→ Data records
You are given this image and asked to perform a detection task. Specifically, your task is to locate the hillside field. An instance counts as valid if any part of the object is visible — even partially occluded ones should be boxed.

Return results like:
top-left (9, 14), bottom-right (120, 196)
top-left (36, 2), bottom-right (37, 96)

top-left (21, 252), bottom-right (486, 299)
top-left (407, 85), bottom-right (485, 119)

→ What the exercise asks
Reproduce every one of the entries above word for word, without changing a single character.

→ Solved problem
You are given this image and asked to perform a detection task. Specifically, your task is to locate the hillside field. An instance counts as valid if any part of the object is visible — even partially occluded ones should be boxed.

Return results like:
top-left (9, 14), bottom-right (120, 196)
top-left (36, 2), bottom-right (37, 96)

top-left (21, 252), bottom-right (486, 299)
top-left (407, 85), bottom-right (485, 119)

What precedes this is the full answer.